Supplied information:

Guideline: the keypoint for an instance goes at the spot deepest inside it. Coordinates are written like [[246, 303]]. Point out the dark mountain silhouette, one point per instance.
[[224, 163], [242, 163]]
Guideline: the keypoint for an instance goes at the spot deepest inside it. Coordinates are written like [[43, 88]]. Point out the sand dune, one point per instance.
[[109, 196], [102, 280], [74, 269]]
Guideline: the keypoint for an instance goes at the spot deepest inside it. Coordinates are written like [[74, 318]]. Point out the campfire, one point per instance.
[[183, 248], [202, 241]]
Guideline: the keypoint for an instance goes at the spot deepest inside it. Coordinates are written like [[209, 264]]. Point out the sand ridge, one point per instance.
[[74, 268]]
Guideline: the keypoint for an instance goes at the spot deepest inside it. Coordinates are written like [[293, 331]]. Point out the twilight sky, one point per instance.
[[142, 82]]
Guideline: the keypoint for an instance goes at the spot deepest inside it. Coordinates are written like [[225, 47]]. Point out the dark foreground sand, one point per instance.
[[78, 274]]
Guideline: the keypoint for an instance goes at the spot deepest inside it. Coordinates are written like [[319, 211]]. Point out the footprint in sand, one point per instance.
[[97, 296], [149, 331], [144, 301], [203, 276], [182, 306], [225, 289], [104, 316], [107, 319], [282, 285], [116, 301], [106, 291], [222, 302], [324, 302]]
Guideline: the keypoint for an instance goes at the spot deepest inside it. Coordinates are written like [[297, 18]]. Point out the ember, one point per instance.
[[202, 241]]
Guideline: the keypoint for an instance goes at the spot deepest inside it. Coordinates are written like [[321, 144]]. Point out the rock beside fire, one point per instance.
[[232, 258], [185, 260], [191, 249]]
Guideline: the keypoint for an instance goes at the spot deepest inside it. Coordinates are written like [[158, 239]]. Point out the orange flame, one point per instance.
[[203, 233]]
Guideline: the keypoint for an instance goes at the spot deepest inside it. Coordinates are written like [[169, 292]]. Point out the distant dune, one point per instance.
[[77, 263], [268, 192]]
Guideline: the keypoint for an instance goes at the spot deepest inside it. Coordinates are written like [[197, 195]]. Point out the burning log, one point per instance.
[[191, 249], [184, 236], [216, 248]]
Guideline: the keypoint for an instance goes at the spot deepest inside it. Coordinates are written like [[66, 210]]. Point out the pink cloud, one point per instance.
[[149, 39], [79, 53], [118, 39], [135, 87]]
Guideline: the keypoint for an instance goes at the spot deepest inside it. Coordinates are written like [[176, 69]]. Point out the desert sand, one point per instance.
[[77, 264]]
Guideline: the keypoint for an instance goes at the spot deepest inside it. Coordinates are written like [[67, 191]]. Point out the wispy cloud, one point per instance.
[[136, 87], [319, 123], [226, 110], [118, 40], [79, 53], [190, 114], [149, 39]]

Your objective:
Return all of the above records exactly, leaving no line out.

Task result:
Guideline: the keypoint for an instance goes at the spot deepest inside it. Coordinates are written like [[246, 303]]. Point out the dark mountain silhouette, one point per instance.
[[224, 163], [242, 163]]
Guideline: the keypoint for an instance goes at the spot deepest inside it. Coordinates are written like [[43, 88]]. Point out the sand dune, one point per instance.
[[109, 196], [102, 280], [74, 269]]
Guideline: the keypoint for an instance goes at the spot deepest inside it. Coordinates are written like [[74, 318]]. Point out the campfire, one point per instance.
[[183, 248], [202, 241]]
Guideline: the keypoint for an instance goes at the spot deepest inside it. Coordinates are written like [[209, 264]]. Point out the sand ridge, one point per instance.
[[74, 268]]
Guideline: the keypoint for an instance goes at the spot deepest inside it. Coordinates are written like [[293, 331]]. Point out the twilight sky, one point per instance.
[[142, 82]]
Guideline: the keypoint for an instance goes at the spot deepest inside it. Coordinates are written like [[225, 47]]. Point out the dark foreground sand, one point per instance.
[[78, 274]]
Guideline: the keypoint for an instance goes at the spot deepest inside it. Coordinates are written like [[319, 211]]. Point out the footprint in sand, one point per instance.
[[97, 296], [149, 331], [144, 301], [203, 276], [182, 306], [225, 289], [104, 316], [107, 319], [282, 285], [116, 301], [106, 291], [222, 302], [324, 302]]
Guideline: the keypoint for an instance goes at the spot deepest inside it. Coordinates are written like [[297, 18]]. Point out the ember, one point per instance.
[[202, 241]]
Guideline: the keypoint for an instance goes at the spot deepest inside it. Coordinates are written like [[321, 144]]. Point out the rock beside fire, one point per instance.
[[232, 258], [185, 260], [191, 249]]
Guideline: the keypoint for an instance goes at the spot deepest inside it. Coordinates are written like [[158, 239]]. Point out the orange flame, one point per instance.
[[203, 233]]
Guideline: the keypoint for an instance goes at the spot deepest inside it. Coordinates are written like [[169, 292]]. Point out the distant dune, one point per instance.
[[77, 263], [268, 192]]
Guideline: the keypoint for an instance goes at the spot deepest inside it. Coordinates are written like [[197, 195]]. Point out the burning log, one point per instance.
[[191, 249], [184, 236], [216, 248]]
Guideline: the keypoint for an instance goes at the spot deepest inside it. Coordinates are written like [[66, 210]]. Point out the pink cloud, one point per instance.
[[149, 39], [79, 53], [118, 39], [135, 87]]
Guideline: the keypoint for an instance goes at the spot deepest inside it. Coordinates are written like [[176, 69]]. Point out the desert sand, one point per instance.
[[77, 264]]
Guideline: the keypoint for an instance goes at the spot deepest inside it. Coordinates are written like [[67, 191]]. Point out the wispy cloud, one point per instance.
[[136, 87], [319, 123], [226, 110], [118, 40], [79, 53], [190, 114], [149, 39]]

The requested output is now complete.